(TASK REQUIREMENTS): Write the material out again exactly as it stands.

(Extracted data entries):
········
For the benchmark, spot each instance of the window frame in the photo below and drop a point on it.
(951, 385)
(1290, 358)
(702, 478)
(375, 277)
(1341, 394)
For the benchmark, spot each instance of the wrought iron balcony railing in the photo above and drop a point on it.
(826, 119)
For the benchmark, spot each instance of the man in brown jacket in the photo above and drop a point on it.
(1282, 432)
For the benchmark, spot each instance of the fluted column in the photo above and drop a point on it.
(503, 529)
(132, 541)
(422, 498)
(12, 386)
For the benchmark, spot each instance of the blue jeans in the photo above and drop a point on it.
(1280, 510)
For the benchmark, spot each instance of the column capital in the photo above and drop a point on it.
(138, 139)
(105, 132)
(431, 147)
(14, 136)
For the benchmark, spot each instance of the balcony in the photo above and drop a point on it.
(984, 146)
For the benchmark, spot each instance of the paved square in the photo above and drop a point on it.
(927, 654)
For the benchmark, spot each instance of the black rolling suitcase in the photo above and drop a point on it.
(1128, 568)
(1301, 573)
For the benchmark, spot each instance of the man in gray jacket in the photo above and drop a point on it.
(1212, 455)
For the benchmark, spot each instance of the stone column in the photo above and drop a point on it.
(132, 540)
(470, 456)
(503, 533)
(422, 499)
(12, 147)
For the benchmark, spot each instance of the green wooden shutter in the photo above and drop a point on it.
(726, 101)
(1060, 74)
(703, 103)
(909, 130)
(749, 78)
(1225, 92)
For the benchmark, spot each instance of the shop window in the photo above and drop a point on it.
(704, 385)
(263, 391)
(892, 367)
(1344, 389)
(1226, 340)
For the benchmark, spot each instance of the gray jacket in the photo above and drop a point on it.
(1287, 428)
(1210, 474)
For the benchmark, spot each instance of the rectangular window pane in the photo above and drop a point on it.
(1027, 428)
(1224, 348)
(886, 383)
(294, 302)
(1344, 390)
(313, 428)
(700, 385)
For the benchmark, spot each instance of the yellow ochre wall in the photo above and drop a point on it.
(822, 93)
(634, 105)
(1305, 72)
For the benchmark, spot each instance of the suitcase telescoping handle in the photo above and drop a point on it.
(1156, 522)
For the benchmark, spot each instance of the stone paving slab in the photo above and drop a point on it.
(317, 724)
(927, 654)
········
(SOLUTION TO THIS PROBLEM):
For the benchmark, spot each instance of the window frame in the photo below and drop a point on it.
(951, 385)
(1290, 358)
(702, 478)
(375, 277)
(1341, 394)
For the benchmark, spot each instance of the wrought iron balcony railing in the photo above and drop a point on it.
(826, 119)
For the benchmark, spot each instance of the man in brown jacket in the photo above and drop a point on it.
(1282, 432)
For the benchmark, spot each instance of the fluted column in the photo above and drop a point on it.
(503, 529)
(132, 541)
(422, 498)
(12, 386)
For the benchmark, spot each instance of the blue jeans in the photo above and drop a point on it.
(1280, 510)
For the benchmark, spot each instance of the column capital in the photo above and drop a point on it.
(138, 139)
(105, 132)
(431, 147)
(14, 136)
For the benchmark, spot each instance of the balcony in the photo above and drop a point on it.
(984, 146)
For the benchmark, spot each instance of the paved square in the photo above and drop a point on it.
(927, 654)
For the benchmark, spot each instance of the black rolling suitcase in the photo above and drop a point on it.
(1128, 568)
(1301, 573)
For the benchmark, spot each instance of the man in gray jacket in the photo above and drop a point on it.
(1212, 455)
For the benchmark, spot each instance of the stone column in the photo above and drop a point on it.
(132, 540)
(470, 456)
(503, 533)
(422, 499)
(12, 147)
For the benchmark, spot each instance of the green wooden shutter in the photo above and drop a point on it.
(726, 101)
(1060, 74)
(703, 103)
(909, 130)
(749, 78)
(1225, 92)
For the benchmark, spot each instance of the shop window in the photo above and drop a point on it.
(704, 385)
(263, 391)
(892, 367)
(1344, 389)
(1226, 340)
For the benchmark, spot each instance of the gray jacket in the photo above and drop a point on it.
(1287, 428)
(1210, 474)
For the benchmark, spot each instance of the rectangular window pane in the photo above and drop a point on it.
(1027, 428)
(1224, 348)
(886, 383)
(294, 302)
(1344, 390)
(313, 428)
(700, 385)
For the benchmark, spot each instance of the yellow ochre wall in the photo above and drop a point on it.
(822, 93)
(634, 105)
(1305, 72)
For the benchmark, spot each instance of the suitcase telescoping handle in the photo above and drop a point on it.
(1156, 522)
For the benchmark, spot each instance of the stone paving slab in the photo above and drop a point on it.
(317, 724)
(927, 654)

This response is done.